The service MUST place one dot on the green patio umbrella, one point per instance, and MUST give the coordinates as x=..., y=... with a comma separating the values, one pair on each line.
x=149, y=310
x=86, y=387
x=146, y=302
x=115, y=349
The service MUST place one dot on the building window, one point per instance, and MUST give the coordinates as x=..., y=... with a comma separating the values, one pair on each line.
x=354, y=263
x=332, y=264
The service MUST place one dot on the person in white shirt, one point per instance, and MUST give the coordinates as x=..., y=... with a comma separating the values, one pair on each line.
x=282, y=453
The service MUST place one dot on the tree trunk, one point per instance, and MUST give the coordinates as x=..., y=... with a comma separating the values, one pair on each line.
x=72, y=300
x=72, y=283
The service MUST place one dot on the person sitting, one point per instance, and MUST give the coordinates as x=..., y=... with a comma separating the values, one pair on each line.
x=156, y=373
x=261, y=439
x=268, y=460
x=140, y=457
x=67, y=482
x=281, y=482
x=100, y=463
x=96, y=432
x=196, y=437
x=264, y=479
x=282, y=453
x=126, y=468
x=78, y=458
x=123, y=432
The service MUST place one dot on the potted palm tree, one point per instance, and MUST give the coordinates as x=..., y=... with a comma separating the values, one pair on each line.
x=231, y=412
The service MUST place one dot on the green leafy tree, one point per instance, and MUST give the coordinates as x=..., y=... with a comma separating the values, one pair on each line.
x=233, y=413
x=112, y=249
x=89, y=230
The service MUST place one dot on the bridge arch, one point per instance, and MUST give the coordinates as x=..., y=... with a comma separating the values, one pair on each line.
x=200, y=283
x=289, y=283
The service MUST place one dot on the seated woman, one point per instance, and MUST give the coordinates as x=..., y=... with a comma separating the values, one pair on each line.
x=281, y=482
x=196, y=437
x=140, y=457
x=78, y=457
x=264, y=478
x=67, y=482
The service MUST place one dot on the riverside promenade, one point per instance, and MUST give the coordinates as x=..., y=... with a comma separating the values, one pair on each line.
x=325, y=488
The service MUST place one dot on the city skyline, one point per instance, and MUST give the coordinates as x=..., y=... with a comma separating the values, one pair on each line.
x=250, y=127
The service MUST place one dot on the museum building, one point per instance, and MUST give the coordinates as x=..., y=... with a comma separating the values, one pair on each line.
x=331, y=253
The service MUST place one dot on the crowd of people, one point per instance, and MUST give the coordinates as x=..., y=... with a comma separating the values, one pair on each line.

________

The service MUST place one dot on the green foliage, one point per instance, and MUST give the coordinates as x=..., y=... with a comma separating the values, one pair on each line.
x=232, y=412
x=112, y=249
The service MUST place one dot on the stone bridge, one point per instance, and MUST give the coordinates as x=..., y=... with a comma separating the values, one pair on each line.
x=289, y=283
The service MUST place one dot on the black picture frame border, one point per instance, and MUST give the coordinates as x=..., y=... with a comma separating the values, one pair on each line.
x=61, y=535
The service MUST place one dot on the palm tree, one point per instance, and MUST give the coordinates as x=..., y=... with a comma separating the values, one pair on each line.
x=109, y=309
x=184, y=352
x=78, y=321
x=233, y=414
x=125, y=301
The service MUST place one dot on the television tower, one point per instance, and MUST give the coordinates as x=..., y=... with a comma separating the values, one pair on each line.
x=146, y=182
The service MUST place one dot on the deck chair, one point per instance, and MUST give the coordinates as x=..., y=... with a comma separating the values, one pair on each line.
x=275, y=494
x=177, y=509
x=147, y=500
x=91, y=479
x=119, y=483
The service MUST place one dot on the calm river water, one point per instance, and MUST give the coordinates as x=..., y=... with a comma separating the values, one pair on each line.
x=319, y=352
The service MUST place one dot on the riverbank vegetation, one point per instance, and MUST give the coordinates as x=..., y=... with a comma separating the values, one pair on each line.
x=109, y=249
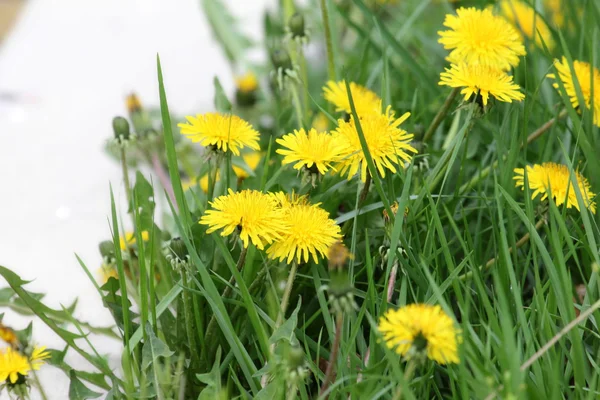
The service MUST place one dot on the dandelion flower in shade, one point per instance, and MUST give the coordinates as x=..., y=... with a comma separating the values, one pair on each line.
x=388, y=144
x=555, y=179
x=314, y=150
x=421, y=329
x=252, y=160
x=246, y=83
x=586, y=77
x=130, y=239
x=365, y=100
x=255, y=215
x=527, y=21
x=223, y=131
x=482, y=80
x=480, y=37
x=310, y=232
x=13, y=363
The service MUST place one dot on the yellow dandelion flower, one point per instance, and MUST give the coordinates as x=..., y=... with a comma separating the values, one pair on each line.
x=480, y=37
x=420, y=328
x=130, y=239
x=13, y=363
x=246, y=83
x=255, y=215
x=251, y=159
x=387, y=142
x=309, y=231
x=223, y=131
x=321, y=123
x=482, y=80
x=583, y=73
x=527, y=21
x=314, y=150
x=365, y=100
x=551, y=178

________

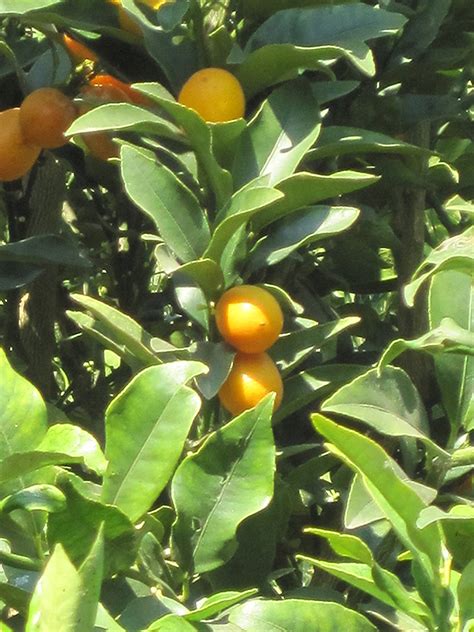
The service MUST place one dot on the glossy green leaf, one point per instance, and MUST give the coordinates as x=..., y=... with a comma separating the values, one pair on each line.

________

Exercise description: Rewrite everything from the line containing "The service MUST place one dot on the green patio" down to the line containing "x=332, y=264" as a two-column CSV with the columns text and answer. Give one row per record, put each field in quotation marks, and replace any line breaks inside a field with spaces.

Solution for this task:
text,answer
"The service MUST place one dot on the green patio umbrella, one point per instance, and MUST give the coordinates as x=..., y=... with a comma separating the values, one pair on each line.","x=149, y=310 x=86, y=387 x=146, y=302 x=115, y=349"
"The service MUST place one dot on the building window, one point per instance, and MUST give the coordinates as x=..., y=... with a comma separating the values, one pair on each line.","x=354, y=263 x=332, y=264"